> SELECTION:

/---

It is quite obvious from what Thomas LJ has said above that ([25.viii]):

There would therefore clearly be significant implications for not only the statutory scheme but for the court and tribunal system, if this court were to hold that a full right of appeal was required on findings of primary fact or on issues of primary fact where the finding was determinative, particularly if the appeal encompassed the re-hearing of evidence.

In any event, the “present scope of the appeal provides a real measure of protection for homeless appellants” ([25.ix]).

Given all of this it is not surprising that Thomas LJ concluded that the issue in this appeal was covered by Runa Begum.

Should the CA leave the matter up to the HL?

Short answer: yes.  Slightly longer answer:

[28] In my view, even if the decision in Runa Begum did not cover the precise point in issue, it would not be right for this court to draw a distinction between different types of fact finding in a scheme so recently considered by the House of Lords. If distinctions are to be drawn, particularly where it is argued that it is akin to counting angels on the tip of pin, then it should be drawn by the House of Lords in a reconsideration of the approach to be taken to the scheme as a whole.  This is an even more powerful consideration given the observations of Lord Hope in Doherty v Birmingham City Council [2008] UKHL 57 [2008] 3 WLR 636 at paragraphs 19-21. Furthermore for this Court to draw those distinctions would make administration of the statutory scheme dealing with homelessness very difficult in the period which elapsed while the inevitable appeal was made to the House of Lords. That would do no service to anyone.

\---

> WHAT YOU HAVE TO DO:
According to the passage, what did Thomas LJ conclude about the issue in this appeal? Rely solely on the passage when responding.

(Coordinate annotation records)
/---

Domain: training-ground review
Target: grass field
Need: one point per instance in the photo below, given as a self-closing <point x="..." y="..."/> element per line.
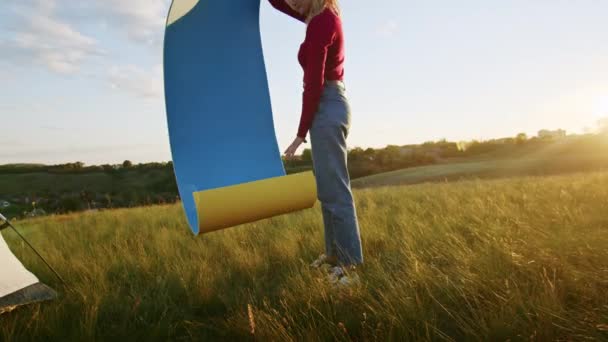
<point x="490" y="260"/>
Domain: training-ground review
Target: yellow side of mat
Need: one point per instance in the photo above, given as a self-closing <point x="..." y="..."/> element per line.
<point x="248" y="202"/>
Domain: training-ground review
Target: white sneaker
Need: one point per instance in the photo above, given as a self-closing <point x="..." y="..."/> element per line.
<point x="349" y="280"/>
<point x="338" y="276"/>
<point x="320" y="261"/>
<point x="334" y="274"/>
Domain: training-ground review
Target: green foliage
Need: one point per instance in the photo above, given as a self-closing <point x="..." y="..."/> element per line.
<point x="513" y="259"/>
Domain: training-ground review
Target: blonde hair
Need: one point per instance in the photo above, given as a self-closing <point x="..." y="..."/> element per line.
<point x="318" y="6"/>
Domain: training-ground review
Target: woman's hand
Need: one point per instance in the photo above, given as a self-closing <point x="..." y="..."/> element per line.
<point x="291" y="150"/>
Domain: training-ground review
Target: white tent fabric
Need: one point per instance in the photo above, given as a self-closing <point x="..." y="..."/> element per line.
<point x="13" y="276"/>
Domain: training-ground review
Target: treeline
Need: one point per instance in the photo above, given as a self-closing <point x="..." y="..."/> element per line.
<point x="127" y="185"/>
<point x="79" y="167"/>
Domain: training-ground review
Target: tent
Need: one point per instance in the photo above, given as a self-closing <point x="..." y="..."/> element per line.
<point x="17" y="285"/>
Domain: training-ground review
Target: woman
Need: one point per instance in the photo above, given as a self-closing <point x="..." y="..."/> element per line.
<point x="326" y="114"/>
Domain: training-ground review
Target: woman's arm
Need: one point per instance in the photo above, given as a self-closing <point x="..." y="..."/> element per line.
<point x="282" y="6"/>
<point x="320" y="35"/>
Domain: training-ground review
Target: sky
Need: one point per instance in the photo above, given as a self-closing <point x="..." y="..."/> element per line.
<point x="83" y="80"/>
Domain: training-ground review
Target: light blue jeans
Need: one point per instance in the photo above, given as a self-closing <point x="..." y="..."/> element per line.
<point x="328" y="134"/>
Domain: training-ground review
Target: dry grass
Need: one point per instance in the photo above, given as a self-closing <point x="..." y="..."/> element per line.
<point x="518" y="259"/>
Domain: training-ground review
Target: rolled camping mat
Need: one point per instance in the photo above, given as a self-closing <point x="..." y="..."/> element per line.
<point x="225" y="154"/>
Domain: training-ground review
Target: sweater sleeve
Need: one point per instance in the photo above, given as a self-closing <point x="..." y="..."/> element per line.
<point x="282" y="6"/>
<point x="319" y="36"/>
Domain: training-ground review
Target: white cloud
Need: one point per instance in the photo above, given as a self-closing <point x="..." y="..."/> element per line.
<point x="388" y="29"/>
<point x="141" y="20"/>
<point x="132" y="78"/>
<point x="41" y="38"/>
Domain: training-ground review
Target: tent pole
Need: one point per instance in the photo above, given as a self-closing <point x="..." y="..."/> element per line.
<point x="8" y="224"/>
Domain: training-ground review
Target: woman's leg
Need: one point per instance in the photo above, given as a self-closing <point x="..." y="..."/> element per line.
<point x="328" y="139"/>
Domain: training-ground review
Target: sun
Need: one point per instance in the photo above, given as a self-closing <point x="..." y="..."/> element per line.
<point x="600" y="108"/>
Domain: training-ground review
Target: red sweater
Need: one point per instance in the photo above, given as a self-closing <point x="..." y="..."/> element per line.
<point x="321" y="56"/>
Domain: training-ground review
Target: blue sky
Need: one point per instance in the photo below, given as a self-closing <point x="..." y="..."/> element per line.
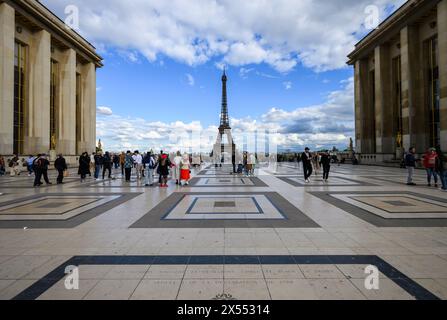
<point x="163" y="61"/>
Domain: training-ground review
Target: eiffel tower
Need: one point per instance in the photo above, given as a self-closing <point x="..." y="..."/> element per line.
<point x="222" y="147"/>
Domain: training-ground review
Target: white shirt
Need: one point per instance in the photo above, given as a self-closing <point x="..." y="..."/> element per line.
<point x="138" y="159"/>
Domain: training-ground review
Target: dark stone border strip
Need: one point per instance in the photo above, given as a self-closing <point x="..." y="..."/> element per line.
<point x="294" y="218"/>
<point x="70" y="222"/>
<point x="377" y="220"/>
<point x="255" y="180"/>
<point x="410" y="286"/>
<point x="353" y="183"/>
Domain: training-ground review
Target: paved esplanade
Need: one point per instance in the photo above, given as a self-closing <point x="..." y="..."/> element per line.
<point x="226" y="236"/>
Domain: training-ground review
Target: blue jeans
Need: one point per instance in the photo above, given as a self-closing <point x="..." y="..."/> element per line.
<point x="97" y="171"/>
<point x="149" y="176"/>
<point x="443" y="176"/>
<point x="431" y="172"/>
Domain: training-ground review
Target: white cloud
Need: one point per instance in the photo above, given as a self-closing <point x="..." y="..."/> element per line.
<point x="105" y="111"/>
<point x="326" y="125"/>
<point x="190" y="79"/>
<point x="318" y="34"/>
<point x="288" y="85"/>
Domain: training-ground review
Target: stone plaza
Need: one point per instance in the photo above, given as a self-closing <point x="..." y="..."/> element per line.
<point x="226" y="237"/>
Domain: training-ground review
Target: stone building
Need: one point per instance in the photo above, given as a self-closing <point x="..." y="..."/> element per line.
<point x="401" y="83"/>
<point x="47" y="83"/>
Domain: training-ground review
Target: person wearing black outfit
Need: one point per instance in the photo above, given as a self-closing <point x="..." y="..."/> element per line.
<point x="61" y="165"/>
<point x="306" y="158"/>
<point x="107" y="165"/>
<point x="84" y="166"/>
<point x="37" y="171"/>
<point x="325" y="162"/>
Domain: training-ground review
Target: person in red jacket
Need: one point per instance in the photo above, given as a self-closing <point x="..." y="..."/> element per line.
<point x="429" y="162"/>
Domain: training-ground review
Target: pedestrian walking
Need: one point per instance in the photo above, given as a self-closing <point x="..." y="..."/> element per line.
<point x="185" y="170"/>
<point x="128" y="165"/>
<point x="441" y="167"/>
<point x="149" y="166"/>
<point x="84" y="166"/>
<point x="177" y="169"/>
<point x="325" y="161"/>
<point x="429" y="162"/>
<point x="410" y="164"/>
<point x="107" y="165"/>
<point x="61" y="166"/>
<point x="306" y="159"/>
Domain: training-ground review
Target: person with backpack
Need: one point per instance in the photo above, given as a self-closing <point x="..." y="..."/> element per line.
<point x="106" y="165"/>
<point x="164" y="164"/>
<point x="84" y="166"/>
<point x="37" y="168"/>
<point x="128" y="165"/>
<point x="98" y="160"/>
<point x="306" y="158"/>
<point x="185" y="170"/>
<point x="61" y="166"/>
<point x="441" y="167"/>
<point x="429" y="162"/>
<point x="149" y="167"/>
<point x="325" y="162"/>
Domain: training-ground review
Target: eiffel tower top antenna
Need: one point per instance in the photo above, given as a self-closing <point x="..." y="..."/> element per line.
<point x="224" y="117"/>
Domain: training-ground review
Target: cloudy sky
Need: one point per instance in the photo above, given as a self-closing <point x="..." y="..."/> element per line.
<point x="286" y="62"/>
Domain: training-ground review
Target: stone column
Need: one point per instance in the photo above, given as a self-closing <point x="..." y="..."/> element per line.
<point x="7" y="31"/>
<point x="413" y="114"/>
<point x="442" y="43"/>
<point x="361" y="94"/>
<point x="89" y="107"/>
<point x="383" y="101"/>
<point x="37" y="132"/>
<point x="67" y="116"/>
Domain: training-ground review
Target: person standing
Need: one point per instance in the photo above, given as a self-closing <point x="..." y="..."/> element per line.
<point x="29" y="165"/>
<point x="185" y="170"/>
<point x="410" y="164"/>
<point x="164" y="165"/>
<point x="128" y="164"/>
<point x="122" y="161"/>
<point x="45" y="165"/>
<point x="325" y="161"/>
<point x="107" y="165"/>
<point x="84" y="166"/>
<point x="37" y="168"/>
<point x="138" y="159"/>
<point x="429" y="162"/>
<point x="98" y="160"/>
<point x="177" y="168"/>
<point x="149" y="166"/>
<point x="306" y="159"/>
<point x="441" y="167"/>
<point x="2" y="166"/>
<point x="61" y="166"/>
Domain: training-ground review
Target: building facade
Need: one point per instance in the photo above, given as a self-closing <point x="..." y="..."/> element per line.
<point x="47" y="83"/>
<point x="401" y="83"/>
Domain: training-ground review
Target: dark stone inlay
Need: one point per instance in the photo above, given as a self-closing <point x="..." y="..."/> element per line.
<point x="379" y="221"/>
<point x="225" y="204"/>
<point x="70" y="222"/>
<point x="292" y="217"/>
<point x="399" y="203"/>
<point x="410" y="286"/>
<point x="53" y="205"/>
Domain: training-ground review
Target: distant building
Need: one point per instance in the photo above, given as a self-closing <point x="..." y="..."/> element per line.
<point x="401" y="83"/>
<point x="47" y="83"/>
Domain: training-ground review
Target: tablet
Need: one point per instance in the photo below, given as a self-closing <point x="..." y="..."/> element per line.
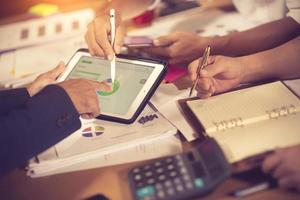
<point x="136" y="80"/>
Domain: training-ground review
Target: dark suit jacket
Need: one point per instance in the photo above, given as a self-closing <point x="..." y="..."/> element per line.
<point x="30" y="125"/>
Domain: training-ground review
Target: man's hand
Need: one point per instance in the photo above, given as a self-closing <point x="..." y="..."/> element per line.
<point x="45" y="79"/>
<point x="220" y="75"/>
<point x="178" y="47"/>
<point x="97" y="36"/>
<point x="284" y="165"/>
<point x="83" y="95"/>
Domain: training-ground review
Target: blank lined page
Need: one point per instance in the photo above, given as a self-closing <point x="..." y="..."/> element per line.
<point x="244" y="107"/>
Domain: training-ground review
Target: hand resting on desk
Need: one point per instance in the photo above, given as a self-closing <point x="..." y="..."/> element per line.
<point x="82" y="92"/>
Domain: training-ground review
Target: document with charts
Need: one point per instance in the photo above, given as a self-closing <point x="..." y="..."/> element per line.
<point x="249" y="121"/>
<point x="101" y="143"/>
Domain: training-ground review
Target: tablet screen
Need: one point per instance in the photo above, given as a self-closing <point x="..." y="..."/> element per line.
<point x="130" y="79"/>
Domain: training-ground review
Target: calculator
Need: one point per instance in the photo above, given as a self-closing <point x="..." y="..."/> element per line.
<point x="182" y="176"/>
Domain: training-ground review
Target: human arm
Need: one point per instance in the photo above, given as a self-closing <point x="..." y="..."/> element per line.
<point x="17" y="97"/>
<point x="13" y="98"/>
<point x="45" y="119"/>
<point x="183" y="47"/>
<point x="98" y="30"/>
<point x="284" y="165"/>
<point x="224" y="73"/>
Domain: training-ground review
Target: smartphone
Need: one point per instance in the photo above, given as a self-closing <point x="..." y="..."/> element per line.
<point x="182" y="176"/>
<point x="138" y="41"/>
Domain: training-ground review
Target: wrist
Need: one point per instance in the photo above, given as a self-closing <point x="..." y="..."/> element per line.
<point x="218" y="44"/>
<point x="252" y="69"/>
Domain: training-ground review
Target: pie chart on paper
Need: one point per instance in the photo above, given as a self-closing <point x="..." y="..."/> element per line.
<point x="115" y="88"/>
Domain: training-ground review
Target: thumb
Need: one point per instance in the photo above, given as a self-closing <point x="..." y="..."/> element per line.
<point x="164" y="40"/>
<point x="213" y="70"/>
<point x="102" y="86"/>
<point x="57" y="70"/>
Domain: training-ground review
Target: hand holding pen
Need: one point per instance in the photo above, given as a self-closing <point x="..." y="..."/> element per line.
<point x="97" y="35"/>
<point x="201" y="64"/>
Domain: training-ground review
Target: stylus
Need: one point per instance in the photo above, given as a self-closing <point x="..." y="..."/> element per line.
<point x="112" y="39"/>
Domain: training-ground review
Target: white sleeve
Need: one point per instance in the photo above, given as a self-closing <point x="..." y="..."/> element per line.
<point x="294" y="9"/>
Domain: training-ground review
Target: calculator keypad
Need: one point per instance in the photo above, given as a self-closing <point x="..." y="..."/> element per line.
<point x="163" y="179"/>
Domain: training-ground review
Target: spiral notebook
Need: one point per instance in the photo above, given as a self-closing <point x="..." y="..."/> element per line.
<point x="250" y="121"/>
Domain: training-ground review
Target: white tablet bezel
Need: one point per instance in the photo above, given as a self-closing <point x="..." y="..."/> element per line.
<point x="148" y="86"/>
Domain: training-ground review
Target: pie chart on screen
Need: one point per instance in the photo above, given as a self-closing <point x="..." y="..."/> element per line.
<point x="92" y="131"/>
<point x="115" y="88"/>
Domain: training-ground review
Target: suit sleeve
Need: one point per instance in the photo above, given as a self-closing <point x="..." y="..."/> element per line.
<point x="10" y="99"/>
<point x="41" y="122"/>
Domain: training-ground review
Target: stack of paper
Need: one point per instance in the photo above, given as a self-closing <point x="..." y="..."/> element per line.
<point x="100" y="143"/>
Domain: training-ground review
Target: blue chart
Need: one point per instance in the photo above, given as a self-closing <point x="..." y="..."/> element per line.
<point x="93" y="131"/>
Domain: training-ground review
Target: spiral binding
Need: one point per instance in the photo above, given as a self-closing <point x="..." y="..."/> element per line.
<point x="283" y="111"/>
<point x="275" y="113"/>
<point x="229" y="124"/>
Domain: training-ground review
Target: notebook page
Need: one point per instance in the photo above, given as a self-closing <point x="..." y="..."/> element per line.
<point x="257" y="138"/>
<point x="243" y="107"/>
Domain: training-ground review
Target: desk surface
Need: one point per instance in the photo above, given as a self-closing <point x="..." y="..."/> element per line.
<point x="110" y="181"/>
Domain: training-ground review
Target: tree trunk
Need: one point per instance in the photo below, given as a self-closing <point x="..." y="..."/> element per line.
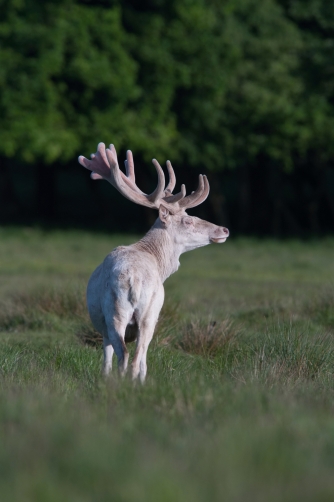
<point x="45" y="192"/>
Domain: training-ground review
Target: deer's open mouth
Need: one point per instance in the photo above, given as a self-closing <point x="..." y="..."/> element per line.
<point x="218" y="240"/>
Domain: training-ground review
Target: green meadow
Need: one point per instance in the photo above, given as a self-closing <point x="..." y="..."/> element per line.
<point x="239" y="400"/>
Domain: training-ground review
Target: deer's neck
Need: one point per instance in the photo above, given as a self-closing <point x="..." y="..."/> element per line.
<point x="159" y="244"/>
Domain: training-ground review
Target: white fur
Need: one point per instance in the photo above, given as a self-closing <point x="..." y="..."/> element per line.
<point x="126" y="291"/>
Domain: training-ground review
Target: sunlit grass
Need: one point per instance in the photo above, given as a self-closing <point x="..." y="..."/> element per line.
<point x="239" y="399"/>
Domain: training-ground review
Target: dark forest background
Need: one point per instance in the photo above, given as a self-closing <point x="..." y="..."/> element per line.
<point x="240" y="90"/>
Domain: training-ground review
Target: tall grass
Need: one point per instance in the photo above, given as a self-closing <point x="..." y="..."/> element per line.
<point x="239" y="399"/>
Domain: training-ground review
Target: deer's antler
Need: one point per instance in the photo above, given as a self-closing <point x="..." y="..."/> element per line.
<point x="104" y="165"/>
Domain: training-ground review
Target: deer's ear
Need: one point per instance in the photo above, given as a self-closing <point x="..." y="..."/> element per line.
<point x="164" y="216"/>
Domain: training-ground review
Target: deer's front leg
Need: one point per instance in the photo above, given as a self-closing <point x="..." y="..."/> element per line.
<point x="108" y="352"/>
<point x="146" y="327"/>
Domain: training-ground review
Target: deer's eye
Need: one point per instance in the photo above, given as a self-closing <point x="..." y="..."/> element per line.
<point x="187" y="221"/>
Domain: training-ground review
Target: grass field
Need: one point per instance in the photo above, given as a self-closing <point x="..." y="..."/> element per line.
<point x="239" y="401"/>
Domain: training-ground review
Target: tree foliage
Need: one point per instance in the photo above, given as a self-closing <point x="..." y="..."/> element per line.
<point x="227" y="84"/>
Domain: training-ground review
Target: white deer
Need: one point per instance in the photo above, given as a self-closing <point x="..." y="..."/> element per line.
<point x="125" y="293"/>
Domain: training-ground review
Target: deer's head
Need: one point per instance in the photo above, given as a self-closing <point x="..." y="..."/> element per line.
<point x="186" y="231"/>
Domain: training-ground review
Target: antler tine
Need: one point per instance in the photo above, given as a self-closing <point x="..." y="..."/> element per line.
<point x="171" y="199"/>
<point x="130" y="166"/>
<point x="172" y="179"/>
<point x="198" y="196"/>
<point x="159" y="192"/>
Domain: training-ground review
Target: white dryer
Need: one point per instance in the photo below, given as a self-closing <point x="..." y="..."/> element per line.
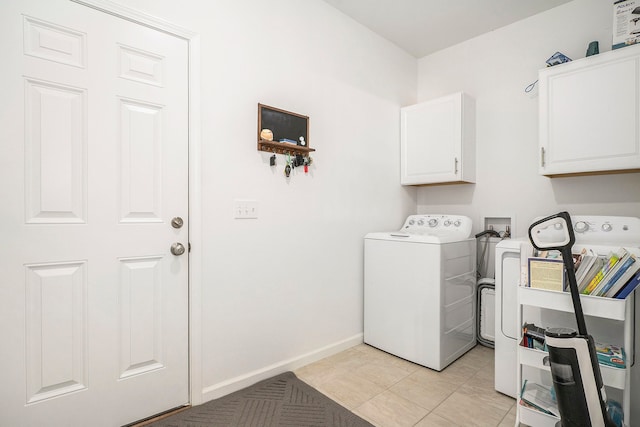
<point x="420" y="290"/>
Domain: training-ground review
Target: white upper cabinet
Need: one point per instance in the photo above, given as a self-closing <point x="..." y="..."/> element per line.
<point x="590" y="115"/>
<point x="438" y="141"/>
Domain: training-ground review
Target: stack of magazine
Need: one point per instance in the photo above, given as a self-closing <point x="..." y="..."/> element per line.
<point x="614" y="275"/>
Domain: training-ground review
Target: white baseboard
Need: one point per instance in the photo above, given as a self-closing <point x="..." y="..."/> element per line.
<point x="238" y="383"/>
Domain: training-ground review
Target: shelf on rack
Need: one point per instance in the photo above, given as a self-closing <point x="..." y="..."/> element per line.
<point x="609" y="308"/>
<point x="283" y="147"/>
<point x="612" y="377"/>
<point x="531" y="417"/>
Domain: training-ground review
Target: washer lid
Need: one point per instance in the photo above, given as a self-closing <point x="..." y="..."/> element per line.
<point x="400" y="236"/>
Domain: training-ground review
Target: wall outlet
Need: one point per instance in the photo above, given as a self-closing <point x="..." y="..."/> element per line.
<point x="245" y="209"/>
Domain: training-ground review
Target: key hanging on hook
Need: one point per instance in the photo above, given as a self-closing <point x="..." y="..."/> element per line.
<point x="287" y="168"/>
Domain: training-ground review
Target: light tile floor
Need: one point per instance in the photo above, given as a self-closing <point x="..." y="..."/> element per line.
<point x="391" y="392"/>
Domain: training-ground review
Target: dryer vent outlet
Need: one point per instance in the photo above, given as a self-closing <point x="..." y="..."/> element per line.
<point x="501" y="224"/>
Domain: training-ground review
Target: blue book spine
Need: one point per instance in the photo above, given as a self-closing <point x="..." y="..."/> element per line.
<point x="617" y="275"/>
<point x="629" y="287"/>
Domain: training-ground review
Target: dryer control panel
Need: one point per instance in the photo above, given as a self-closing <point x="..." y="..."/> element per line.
<point x="457" y="226"/>
<point x="613" y="230"/>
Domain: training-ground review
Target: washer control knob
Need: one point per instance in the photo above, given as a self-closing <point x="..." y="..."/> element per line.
<point x="581" y="226"/>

\---

> FINISHED ANSWER:
The issue in this appeal was covered by Runa Begum.